* Document excerpt:
>> START

That said, there are a few moments on Justice that burst through the smooth professionalism to elicit a visceral reaction. At least one of them is decidedly positive, and unsurprisingly it’s one of the few moments when he snaps out of his lovestruck trance for a moment to try something different. On the album-closing ballad “Lonely,” Bieber gets real and raw about his experience growing up in the spotlight. “And everybody saw me sick/ And it felt like no one gave a shit/ They criticized the things I did as an idiot kid,” he laments against sparse production by Blanco and Finneas, brother and producer to Bieber’s pal Billie Eilish, who knows a few things about the alienation that accompanies teenage pop stardom. “What if you had it all/ But nobody to call?/ Maybe then you’d know me,” Bieber continues, “‘Cause I’ve had everything/ But no one’s listening/ And that’s just fuckin’ lonely.” It all builds to a powerful, simple refrain in which he dejectedly cries out, “I’m so lonely,” modulating his voice into something like the world’s saddest yodel.

>> END

* The tasks:
(1) In the album review, who worked with Blanco on the sparse production of "Lonely"?
(2) Gather every line of the listing that holds the string "high".
The review and the listing come from separate, unrelated sources.

* Records for this task:
>> START

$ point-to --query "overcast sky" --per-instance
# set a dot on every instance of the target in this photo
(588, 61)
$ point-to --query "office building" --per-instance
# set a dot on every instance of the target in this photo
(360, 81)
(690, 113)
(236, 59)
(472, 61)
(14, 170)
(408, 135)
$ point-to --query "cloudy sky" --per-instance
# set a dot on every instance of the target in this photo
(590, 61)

>> END
>> START

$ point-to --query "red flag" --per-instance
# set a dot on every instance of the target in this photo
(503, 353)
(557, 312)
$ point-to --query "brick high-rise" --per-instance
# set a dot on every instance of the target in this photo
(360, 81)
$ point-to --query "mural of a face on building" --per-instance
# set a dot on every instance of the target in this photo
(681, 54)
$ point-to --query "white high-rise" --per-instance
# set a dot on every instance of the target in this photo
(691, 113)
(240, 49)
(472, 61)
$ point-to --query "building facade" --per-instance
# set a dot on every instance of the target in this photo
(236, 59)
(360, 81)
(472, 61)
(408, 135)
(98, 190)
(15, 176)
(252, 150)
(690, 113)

>> END

* In response:
(1) Finneas, brother and producer to Billie Eilish.

(2)
$ point-to --query "brick high-rise" --per-instance
$ point-to --query "white high-rise" --per-instance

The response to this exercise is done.